**TAREA 1**: Organiza como una lista JSON de cadenas, una por línea y sin líneas en blanco, las filas desde la línea que contiene "Emit one marker per instance in this form: [(222, 507)]." hasta la línea que contiene "[(71, 421)]", ambas incluidas.

**FRAGMENTO SELECCIONADO**:
________________

- El periodista Antonio Baños acaba de publicar La Rebelión catalana (eldiario.es Libros), un libro en el que retrata el proceso independentista “contra un régimen irreformable en el que las élites de perpetúan, con la Constitución y el rey a la cabeza”
La visita a las Cortes de delegados catalanes ha sido una de las estampas más costumbristas de la política española. Cada tanto, unos catalanes apuntan en un papel sus quejas y deseos y se van hacia Madrid con la esperanza de poder seducir y convencer a los españoles. Con el tiempo, la matraca catalana y el consecuente hartazgo español han entrado en un bucle secular. Porque si ustedes creen que esto de los catalanes yendo al Parlamento es culpa de las Autonomías, van ustedes muy errados.
La primera embajada a Madrid de estas de ir a pedir permiso data de 1640. Entonces se envió una comisión para pedir la libertad del diputado de la Generalitat Francesc de Tamarit, preso por el virrey. A la embajada ni siquiera se le dejó entrar a la cuidad y, meses después, Catalunya proclamaba la Primera República.

________________

**MATERIAL PROPORCIONADO**:
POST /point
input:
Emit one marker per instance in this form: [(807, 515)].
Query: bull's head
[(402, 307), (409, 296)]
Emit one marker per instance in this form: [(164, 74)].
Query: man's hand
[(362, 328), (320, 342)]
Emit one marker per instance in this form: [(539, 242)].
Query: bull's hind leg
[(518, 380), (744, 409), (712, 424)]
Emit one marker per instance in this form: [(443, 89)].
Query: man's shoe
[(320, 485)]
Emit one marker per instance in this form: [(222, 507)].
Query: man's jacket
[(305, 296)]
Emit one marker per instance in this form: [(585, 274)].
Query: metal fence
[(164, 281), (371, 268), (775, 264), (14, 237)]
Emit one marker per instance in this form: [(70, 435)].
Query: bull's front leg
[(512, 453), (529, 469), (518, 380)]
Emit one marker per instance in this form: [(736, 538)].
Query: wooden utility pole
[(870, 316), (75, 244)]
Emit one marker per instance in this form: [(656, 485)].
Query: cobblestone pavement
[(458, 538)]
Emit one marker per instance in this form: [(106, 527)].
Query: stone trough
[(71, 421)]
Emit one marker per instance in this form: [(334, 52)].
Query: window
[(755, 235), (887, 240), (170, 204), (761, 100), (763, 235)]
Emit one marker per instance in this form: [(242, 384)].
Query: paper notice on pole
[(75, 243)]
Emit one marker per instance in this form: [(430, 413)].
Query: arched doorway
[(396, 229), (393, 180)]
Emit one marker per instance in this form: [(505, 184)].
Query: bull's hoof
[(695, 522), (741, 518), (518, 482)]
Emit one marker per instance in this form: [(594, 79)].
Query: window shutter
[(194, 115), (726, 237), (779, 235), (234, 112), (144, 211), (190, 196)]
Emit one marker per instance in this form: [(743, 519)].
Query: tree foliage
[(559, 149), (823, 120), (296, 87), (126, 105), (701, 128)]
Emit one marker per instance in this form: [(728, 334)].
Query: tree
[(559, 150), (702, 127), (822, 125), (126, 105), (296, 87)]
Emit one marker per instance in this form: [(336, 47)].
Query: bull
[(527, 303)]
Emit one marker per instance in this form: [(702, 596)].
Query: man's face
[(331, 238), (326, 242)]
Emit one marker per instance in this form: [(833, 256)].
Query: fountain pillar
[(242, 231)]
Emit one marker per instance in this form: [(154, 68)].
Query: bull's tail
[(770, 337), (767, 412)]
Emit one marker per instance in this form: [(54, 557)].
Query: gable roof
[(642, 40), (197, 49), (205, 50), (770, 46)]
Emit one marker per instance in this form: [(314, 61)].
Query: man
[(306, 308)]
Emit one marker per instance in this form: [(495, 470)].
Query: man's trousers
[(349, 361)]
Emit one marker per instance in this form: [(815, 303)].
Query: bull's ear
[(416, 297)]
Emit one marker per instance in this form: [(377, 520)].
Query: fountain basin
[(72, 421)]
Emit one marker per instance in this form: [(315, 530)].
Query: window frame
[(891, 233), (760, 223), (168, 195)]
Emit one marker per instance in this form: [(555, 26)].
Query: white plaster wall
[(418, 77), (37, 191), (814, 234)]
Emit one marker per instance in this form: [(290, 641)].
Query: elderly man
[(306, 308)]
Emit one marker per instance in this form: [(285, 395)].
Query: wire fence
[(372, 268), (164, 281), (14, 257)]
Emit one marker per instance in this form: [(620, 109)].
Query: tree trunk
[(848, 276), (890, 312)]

________________

**TAREA 2**: Enumera todos los cargos y profesiones que el fragmento sobre la rebelión catalana atribuye a personas, en el orden en que aparecen.

**RESPUESTA ESCRITA 1**:
[
  "Emit one marker per instance in this form: [(222, 507)].",
  "Query: man's jacket",
  "[(305, 296)]",
  "Emit one marker per instance in this form: [(585, 274)].",
  "Query: metal fence",
  "[(164, 281), (371, 268), (775, 264), (14, 237)]",
  "Emit one marker per instance in this form: [(70, 435)].",
  "Query: bull's front leg",
  "[(512, 453), (529, 469), (518, 380)]",
  "Emit one marker per instance in this form: [(736, 538)].",
  "Query: wooden utility pole",
  "[(870, 316), (75, 244)]",
  "Emit one marker per instance in this form: [(656, 485)].",
  "Query: cobblestone pavement",
  "[(458, 538)]",
  "Emit one marker per instance in this form: [(106, 527)].",
  "Query: stone trough",
  "[(71, 421)]"
]

**RESPUESTA ESCRITA 2**: periodista, rey, delegados, diputado, virrey